■ **TEXTO MOSTRADO**
━━━━━━━━━━━━━━━━
Sábado, 23 de diciembre
ELOGIO DE LA VANIDAD
Soy de esas personas, bastante insoportables, que tienden a
considerarse más listos que nadie. Hablan con un matemático y le discuten algún
punto de las matemáticas, con un catedrático de Derecho Constitucional y
discrepan de la interpretación habitual entre los expertos de tal o cuál
artículo de la Constitución, con un teólogo y no están de acuerdo con la
lectura que la iglesia católica (o la evangélica, según se trate) hace de esta
o aquella expresión griega puesta en boca de Jesús.
Como de
sobra sé que no tengo enmienda, procuro sacarle todo el partido posible a esta
tendencia mía de querer tener siempre la razón. Últimamente andaba bastante
deprimido porque todos los días leía algo en los periódicos sobre un asunto que
no acababa de entender.
“¿Cómo voy
a ser más listo que nadie –me decía con tono burlón (la verdad es que reírme un
poco de mí mismo es una de mis actividades favoritas)– si ni siquiera soy capaz
de entender qué es un bitcoin?”
Acabo de empezar
a ponerle remedio. Comienzo con un vídeo titulado “Bitcoin, explicado para
torpes”, sigo con la entrada de la Wikipedia y de ahí voy pasando a otros
enlaces. Una hora después ya voy viéndolo un poco claro. Ahora lo que se me va
volviendo más misterioso es el dinero de toda la vida.
Hay unos
señores que se llaman “mineros” y que se dedican a crear bitcoins mediante
complejos sistemas informáticos, como los mineros tradicionales se iban a
California en busca de oro. El número de bitcoins que se pueden crear es
limitado: exactamente veintiún millones. Todas las transacciones que se hacen
entre usuarios quedan registradas para siempre en miles de ordenadores y son
imposibles de falsificar.
━━━━━━━━━━━━━━━━
■ **DATOS EXTRAÍDOS**
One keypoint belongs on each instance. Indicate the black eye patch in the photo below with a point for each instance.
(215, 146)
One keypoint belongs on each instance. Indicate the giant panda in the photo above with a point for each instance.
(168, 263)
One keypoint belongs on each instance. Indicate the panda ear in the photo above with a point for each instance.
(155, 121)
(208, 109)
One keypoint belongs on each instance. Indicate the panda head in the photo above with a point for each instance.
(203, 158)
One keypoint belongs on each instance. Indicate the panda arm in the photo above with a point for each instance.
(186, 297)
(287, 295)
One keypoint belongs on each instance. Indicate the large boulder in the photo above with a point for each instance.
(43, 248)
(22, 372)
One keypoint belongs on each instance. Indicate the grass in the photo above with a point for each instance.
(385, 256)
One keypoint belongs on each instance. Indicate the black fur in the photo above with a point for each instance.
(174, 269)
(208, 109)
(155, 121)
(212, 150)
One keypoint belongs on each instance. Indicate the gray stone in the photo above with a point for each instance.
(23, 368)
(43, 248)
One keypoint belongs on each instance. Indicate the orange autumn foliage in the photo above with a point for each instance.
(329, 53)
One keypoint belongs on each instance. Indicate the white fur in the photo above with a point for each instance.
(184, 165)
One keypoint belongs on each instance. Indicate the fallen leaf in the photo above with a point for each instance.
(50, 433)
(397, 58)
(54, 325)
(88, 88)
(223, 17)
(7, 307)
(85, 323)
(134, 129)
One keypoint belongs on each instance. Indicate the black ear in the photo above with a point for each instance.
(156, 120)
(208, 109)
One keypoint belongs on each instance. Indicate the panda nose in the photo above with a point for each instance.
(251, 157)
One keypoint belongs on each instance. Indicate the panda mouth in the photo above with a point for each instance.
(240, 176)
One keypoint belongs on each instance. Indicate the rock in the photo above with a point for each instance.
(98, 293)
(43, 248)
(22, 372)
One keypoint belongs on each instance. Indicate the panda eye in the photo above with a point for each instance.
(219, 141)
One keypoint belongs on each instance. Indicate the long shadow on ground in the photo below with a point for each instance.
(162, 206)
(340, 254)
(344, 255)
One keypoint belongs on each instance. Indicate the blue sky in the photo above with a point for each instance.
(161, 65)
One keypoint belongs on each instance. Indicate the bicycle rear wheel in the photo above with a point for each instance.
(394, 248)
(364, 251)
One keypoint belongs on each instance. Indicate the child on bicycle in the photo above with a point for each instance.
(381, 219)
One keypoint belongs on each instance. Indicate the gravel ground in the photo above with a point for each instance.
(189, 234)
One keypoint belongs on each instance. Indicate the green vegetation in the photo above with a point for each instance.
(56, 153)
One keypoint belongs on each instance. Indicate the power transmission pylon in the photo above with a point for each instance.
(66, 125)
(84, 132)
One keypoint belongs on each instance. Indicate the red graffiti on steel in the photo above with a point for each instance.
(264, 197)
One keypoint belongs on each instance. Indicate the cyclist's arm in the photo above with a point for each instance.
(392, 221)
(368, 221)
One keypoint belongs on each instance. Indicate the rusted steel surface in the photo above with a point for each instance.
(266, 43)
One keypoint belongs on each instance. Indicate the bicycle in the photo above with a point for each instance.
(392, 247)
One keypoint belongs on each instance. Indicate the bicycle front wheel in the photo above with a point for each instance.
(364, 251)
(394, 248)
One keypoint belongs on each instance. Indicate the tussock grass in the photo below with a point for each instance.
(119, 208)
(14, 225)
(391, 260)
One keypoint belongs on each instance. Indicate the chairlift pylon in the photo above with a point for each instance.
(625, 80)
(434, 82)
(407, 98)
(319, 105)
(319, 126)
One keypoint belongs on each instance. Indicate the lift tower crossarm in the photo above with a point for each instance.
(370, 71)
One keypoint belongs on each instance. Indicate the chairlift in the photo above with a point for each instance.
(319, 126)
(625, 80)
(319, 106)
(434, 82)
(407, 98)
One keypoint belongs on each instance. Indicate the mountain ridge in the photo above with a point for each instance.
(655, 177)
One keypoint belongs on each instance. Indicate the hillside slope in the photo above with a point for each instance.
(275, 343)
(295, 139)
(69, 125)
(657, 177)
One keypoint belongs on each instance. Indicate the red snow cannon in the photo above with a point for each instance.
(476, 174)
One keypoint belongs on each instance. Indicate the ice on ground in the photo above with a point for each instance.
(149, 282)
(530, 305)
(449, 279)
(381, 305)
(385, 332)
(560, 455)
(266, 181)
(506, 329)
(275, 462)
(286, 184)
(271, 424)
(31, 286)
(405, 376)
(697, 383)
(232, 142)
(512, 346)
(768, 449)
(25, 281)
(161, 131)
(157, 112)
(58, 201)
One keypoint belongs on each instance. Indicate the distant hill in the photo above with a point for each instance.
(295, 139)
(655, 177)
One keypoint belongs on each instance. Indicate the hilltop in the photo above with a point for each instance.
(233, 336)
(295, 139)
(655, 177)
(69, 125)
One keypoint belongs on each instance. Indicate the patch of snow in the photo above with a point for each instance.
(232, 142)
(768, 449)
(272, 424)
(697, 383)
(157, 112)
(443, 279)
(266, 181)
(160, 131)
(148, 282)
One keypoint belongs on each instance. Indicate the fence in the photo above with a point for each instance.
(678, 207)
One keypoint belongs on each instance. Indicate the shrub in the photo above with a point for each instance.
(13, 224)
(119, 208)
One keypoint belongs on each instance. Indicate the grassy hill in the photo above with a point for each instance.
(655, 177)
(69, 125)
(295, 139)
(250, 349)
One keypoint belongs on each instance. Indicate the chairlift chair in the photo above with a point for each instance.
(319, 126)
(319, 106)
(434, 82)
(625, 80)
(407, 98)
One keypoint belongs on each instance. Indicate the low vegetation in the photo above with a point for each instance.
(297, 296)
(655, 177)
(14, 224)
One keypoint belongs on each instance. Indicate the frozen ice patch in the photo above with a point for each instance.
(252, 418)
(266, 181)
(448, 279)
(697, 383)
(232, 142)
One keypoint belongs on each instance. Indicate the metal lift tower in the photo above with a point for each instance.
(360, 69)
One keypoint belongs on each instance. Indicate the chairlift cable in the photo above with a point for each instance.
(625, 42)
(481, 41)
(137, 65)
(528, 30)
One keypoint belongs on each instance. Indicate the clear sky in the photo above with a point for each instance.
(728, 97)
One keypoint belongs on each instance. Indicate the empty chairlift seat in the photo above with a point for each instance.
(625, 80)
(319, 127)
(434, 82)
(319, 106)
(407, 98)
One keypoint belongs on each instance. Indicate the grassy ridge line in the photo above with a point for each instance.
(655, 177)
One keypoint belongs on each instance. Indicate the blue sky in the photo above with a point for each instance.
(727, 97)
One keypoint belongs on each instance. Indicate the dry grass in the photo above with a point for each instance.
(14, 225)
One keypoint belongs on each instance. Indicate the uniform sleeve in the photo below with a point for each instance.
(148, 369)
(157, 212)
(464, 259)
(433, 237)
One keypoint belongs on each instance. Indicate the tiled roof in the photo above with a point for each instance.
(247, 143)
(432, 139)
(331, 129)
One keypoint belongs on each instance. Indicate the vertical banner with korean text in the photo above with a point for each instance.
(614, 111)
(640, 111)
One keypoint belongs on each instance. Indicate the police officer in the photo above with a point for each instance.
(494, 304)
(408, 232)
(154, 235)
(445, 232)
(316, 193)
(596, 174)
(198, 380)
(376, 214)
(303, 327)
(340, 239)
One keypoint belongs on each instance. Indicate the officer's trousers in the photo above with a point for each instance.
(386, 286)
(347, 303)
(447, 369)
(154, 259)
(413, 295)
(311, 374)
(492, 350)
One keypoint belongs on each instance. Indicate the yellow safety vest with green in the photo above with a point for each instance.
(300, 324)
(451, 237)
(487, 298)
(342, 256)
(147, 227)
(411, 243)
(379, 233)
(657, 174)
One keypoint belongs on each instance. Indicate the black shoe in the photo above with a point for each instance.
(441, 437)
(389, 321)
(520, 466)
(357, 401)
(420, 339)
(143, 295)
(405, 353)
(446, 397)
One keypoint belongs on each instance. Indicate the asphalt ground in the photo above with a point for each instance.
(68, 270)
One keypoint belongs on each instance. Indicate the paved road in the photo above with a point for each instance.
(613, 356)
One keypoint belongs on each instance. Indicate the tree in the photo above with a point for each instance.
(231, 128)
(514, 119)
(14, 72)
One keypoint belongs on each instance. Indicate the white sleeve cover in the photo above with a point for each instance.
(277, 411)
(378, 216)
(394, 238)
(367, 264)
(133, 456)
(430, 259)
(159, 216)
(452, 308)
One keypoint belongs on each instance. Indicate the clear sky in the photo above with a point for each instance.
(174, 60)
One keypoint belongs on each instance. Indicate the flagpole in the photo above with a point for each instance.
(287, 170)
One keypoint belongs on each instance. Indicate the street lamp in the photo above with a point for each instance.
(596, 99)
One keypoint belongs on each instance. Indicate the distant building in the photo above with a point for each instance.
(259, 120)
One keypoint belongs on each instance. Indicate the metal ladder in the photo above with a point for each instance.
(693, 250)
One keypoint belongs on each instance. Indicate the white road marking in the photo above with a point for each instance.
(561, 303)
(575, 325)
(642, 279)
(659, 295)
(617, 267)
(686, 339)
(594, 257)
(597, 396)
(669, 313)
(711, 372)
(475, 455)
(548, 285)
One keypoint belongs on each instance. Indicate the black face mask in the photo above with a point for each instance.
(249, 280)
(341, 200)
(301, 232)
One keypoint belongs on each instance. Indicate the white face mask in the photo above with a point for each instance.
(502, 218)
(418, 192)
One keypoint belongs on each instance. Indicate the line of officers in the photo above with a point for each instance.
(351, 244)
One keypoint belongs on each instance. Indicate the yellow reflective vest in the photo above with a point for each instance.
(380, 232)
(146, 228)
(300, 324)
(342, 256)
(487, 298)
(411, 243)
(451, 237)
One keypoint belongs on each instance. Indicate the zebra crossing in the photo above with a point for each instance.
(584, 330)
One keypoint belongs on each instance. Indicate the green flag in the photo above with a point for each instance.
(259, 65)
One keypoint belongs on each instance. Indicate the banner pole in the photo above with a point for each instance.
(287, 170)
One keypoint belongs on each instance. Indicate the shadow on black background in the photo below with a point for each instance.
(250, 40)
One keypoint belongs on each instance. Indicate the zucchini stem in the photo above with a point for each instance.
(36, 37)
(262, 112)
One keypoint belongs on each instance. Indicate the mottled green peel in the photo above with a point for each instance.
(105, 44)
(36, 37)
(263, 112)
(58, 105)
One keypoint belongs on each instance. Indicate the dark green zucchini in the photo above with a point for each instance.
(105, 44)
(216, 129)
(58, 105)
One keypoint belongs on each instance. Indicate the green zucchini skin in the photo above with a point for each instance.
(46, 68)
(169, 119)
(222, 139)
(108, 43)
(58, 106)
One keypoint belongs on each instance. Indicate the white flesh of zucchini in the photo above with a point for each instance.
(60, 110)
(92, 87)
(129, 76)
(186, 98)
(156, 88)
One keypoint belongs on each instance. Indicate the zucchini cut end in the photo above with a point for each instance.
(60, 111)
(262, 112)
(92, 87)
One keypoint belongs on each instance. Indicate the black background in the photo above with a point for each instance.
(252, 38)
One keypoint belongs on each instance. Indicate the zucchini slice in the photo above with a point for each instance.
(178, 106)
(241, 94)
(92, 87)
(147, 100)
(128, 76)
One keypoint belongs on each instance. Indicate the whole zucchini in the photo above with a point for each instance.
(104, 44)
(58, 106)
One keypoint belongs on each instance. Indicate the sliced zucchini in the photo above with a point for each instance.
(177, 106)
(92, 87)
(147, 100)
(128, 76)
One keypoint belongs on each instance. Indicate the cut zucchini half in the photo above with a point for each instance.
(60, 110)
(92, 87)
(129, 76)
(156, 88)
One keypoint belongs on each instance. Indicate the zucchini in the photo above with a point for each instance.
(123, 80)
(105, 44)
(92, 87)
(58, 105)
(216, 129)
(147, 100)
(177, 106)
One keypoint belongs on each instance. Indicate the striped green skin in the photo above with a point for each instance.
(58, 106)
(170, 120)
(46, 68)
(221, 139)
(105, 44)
━━━━━━━━━━━━━━━━
■ **CONSIGNA A**
Resume en dos oraciones el texto «Elogio de la vanidad».
■ **CONSIGNA B**
Transcribe del texto «Elogio de la vanidad» el fragmento que comienza en "Sábado, 23 de" y termina en "boca de Jesús.".

■ **RESPUESTA ESPERADA A**
Quien escribe se describe como una persona que tiende a considerarse más lista que nadie y a discutir con expertos, y cuenta que andaba deprimido por no entender qué es un bitcoin. Tras una hora con un vídeo, la Wikipedia y otros enlaces empieza a verlo más claro: unos «mineros» crean bitcoins mediante complejos sistemas informáticos, su número está limitado a veintiún millones y las transacciones entre usuarios quedan registradas para siempre y no se pueden falsificar.

■ **RESPUESTA ESPERADA B**
Sábado, 23 de diciembre
ELOGIO DE LA VANIDAD
Soy de esas personas, bastante insoportables, que tienden a
considerarse más listos que nadie. Hablan con un matemático y le discuten algún
punto de las matemáticas, con un catedrático de Derecho Constitucional y
discrepan de la interpretación habitual entre los expertos de tal o cuál
artículo de la Constitución, con un teólogo y no están de acuerdo con la
lectura que la iglesia católica (o la evangélica, según se trate) hace de esta
o aquella expresión griega puesta en boca de Jesús.